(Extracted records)
━━━━━━━━━━━━━━━━

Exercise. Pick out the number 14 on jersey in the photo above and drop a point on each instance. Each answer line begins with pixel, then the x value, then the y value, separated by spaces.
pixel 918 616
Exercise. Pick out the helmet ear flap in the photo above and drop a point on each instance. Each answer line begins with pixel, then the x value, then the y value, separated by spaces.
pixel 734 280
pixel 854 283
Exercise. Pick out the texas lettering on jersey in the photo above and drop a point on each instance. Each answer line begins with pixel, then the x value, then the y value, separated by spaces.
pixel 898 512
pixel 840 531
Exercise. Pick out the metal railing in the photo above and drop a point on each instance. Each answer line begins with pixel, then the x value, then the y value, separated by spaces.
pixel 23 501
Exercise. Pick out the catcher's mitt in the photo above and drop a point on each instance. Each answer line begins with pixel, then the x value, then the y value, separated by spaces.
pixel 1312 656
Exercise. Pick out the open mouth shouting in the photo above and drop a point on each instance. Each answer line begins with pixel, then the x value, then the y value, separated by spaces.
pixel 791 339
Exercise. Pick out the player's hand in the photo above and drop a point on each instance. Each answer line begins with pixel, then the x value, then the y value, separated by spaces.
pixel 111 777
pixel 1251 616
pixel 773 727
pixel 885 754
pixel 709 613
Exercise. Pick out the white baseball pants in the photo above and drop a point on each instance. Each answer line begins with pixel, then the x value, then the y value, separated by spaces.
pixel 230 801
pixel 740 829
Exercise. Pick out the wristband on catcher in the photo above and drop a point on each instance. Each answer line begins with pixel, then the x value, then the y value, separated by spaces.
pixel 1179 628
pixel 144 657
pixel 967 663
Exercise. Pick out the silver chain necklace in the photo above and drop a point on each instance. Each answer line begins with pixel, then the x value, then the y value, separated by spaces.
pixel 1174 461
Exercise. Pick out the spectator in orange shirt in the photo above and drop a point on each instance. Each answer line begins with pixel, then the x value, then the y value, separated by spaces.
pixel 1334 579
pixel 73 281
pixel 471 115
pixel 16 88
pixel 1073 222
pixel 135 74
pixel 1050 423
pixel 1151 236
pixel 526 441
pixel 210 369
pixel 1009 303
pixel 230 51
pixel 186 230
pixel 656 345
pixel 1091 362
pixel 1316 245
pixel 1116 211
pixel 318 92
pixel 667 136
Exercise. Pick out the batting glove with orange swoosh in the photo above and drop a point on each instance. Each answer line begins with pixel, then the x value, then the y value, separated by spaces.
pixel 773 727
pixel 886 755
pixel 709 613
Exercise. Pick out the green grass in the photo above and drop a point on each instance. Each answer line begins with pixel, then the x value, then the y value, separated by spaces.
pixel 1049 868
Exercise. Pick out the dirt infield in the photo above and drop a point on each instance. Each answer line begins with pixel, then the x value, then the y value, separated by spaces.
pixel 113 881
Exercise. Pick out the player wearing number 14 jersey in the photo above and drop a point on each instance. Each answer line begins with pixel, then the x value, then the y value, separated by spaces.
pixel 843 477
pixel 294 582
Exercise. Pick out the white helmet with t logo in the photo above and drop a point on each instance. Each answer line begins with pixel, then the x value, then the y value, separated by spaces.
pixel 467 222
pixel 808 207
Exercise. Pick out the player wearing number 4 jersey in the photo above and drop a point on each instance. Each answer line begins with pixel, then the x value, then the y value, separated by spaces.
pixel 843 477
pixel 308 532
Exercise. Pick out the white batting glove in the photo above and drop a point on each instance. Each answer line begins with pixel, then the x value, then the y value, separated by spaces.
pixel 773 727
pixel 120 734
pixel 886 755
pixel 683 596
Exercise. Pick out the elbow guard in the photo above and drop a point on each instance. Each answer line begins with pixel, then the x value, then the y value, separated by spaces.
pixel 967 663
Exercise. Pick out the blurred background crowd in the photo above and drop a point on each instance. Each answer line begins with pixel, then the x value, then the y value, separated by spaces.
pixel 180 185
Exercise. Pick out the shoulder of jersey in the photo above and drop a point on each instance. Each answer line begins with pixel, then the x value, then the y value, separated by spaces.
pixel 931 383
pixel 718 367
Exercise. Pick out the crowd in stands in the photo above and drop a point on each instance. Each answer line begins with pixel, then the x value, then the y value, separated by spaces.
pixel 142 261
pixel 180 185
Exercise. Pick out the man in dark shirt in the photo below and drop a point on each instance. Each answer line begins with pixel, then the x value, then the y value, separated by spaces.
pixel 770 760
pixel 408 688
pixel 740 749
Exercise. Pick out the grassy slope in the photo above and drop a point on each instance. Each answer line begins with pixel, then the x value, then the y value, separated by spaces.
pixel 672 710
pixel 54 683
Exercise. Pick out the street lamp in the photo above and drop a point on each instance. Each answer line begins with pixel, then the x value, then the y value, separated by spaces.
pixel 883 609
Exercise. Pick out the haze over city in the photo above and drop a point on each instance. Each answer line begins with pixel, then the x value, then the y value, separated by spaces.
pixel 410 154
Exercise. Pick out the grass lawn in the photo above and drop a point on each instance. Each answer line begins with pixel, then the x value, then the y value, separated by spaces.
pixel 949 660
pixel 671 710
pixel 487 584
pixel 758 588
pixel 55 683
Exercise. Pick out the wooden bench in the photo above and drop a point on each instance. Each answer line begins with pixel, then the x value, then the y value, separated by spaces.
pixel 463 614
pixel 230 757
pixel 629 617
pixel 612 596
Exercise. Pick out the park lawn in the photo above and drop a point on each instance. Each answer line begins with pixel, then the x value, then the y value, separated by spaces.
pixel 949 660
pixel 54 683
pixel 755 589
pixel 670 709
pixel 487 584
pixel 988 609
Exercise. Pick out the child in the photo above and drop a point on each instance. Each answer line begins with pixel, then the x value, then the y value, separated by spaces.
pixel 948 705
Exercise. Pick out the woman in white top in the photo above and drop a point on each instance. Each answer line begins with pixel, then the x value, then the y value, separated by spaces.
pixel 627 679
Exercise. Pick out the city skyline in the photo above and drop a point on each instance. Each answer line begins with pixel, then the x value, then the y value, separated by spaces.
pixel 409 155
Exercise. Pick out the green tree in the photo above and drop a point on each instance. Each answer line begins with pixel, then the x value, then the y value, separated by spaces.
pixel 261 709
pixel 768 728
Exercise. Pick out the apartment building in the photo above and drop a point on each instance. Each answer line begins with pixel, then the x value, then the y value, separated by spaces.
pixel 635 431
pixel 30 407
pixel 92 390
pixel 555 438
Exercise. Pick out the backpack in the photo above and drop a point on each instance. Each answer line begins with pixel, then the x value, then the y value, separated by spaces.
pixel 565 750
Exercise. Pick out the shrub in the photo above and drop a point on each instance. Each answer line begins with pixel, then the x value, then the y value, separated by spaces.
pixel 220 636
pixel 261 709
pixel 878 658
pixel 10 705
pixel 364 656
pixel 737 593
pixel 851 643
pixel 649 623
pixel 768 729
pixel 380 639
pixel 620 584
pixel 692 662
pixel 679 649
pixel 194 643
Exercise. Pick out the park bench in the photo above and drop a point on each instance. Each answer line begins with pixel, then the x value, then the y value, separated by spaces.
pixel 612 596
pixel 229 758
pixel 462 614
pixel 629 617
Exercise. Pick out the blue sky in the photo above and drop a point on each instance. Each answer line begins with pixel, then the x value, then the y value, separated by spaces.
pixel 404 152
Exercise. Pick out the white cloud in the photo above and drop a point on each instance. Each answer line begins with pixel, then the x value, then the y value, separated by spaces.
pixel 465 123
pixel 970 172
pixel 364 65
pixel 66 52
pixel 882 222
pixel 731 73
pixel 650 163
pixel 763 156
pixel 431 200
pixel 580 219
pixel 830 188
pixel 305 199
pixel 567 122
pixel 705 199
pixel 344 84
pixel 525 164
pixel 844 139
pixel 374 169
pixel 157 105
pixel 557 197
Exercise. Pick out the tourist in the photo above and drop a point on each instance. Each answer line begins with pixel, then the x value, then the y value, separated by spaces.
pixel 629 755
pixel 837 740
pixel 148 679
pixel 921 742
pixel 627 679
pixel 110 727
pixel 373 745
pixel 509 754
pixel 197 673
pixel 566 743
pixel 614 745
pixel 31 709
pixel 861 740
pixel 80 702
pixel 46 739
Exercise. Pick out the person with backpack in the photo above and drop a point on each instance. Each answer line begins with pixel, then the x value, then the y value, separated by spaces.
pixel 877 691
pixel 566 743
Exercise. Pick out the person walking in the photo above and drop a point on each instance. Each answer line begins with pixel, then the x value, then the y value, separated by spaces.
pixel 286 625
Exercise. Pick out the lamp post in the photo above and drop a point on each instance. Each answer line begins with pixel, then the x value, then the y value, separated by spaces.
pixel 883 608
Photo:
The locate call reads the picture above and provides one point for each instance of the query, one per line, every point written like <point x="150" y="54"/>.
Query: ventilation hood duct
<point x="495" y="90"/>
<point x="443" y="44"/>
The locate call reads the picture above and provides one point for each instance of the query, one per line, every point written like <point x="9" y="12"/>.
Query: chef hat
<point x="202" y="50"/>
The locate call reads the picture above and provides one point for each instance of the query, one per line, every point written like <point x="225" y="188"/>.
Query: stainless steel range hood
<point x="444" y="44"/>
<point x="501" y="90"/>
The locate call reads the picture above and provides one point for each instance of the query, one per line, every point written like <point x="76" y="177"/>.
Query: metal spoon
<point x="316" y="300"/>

━━━━━━━━━━━━━━━━

▶ Aim of the task
Nothing but the lines from the one with "Query: chef hat" through the last line of the records above should be retyped, and those word for word.

▶ Response to the exercise
Query: chef hat
<point x="202" y="50"/>
The locate call reads the picture above and provides one point for each instance of the query, one per line, every point written like <point x="225" y="188"/>.
Query: stainless steel range hood
<point x="444" y="44"/>
<point x="501" y="90"/>
The locate call reads the picture above and provides one point for each instance of the query, one per line, every point written like <point x="76" y="177"/>.
Query: metal spoon
<point x="316" y="300"/>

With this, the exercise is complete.